(Location identification entries)
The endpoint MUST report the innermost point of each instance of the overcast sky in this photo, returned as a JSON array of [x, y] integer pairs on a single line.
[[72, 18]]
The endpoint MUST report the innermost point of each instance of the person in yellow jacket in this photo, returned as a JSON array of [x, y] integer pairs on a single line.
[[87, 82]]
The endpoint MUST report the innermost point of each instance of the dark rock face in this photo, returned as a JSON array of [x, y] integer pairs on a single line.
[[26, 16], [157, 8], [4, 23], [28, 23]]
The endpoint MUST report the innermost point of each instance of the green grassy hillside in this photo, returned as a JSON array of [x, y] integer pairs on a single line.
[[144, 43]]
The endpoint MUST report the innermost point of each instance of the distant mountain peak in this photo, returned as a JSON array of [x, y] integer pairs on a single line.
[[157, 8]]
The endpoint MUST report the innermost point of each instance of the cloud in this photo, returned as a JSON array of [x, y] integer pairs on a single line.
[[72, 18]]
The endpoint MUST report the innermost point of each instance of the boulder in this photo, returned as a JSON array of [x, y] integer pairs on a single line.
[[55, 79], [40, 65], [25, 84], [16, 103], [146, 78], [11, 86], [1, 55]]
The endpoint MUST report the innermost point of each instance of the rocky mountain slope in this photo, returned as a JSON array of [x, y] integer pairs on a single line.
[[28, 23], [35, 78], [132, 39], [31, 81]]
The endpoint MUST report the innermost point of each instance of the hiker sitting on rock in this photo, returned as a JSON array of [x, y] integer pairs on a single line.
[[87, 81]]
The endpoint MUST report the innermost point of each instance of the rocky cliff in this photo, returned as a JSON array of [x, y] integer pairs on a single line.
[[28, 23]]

__What you will do__: Please arrange all of the material above as a numbered list, omitting any blank lines.

__Answer to this problem__:
1. The endpoint MUST report the innermost point of each instance of the overcast sky in this photo, returned as a JSON array of [x, y] integer pairs on a single line.
2. [[72, 18]]
3. The endpoint MUST report the innermost point of each instance of the person in yellow jacket in this photo, returned as a JSON array of [x, y] integer pairs on a single line.
4. [[87, 82]]
5. The endpoint MUST report the innermost point of each instance of the dark rock face in this photo, returned as a JSON array of [x, y] integer pairs on a single line.
6. [[26, 16], [157, 8], [4, 23], [28, 23]]
7. The endpoint MUST report the innermost point of each instance of the green grassy hillside in this photo, returned as a JSON array of [x, y] integer pairs on a single line.
8. [[144, 43]]
9. The endpoint MUST report the innermost point of each instance of the distant mountain peak in this photo, returned as a JSON array of [x, y] integer pairs on a single line.
10. [[157, 8]]
11. The endpoint MUST report the innermost point of each instance of the cloud in this photo, returned as a JSON array of [x, y] integer pairs on a single line.
12. [[72, 18]]
13. The endpoint MUST report the innermost point of each instance of the boulder in this photo, returned as a JSON array of [x, y] integer pairs on a single line.
14. [[55, 79], [40, 65], [25, 84], [16, 103], [146, 78], [11, 86], [1, 55]]
15. The endpoint MUST report the innermost point of each instance of the rocky mountain slope in this photo, returned as a JSON array of [x, y] integer pairs on a single line.
16. [[28, 23], [35, 78], [132, 39], [31, 81]]
17. The endpoint MUST report the innermost point of each instance of the hiker sitting on rock in this photo, returned as a JSON array of [x, y] integer pairs on a single line.
18. [[87, 81]]
19. The endpoint MUST report the innermost point of each instance of the rocky cliff in this photo, returned as a JSON array of [x, y] integer pairs on a single line.
20. [[28, 23]]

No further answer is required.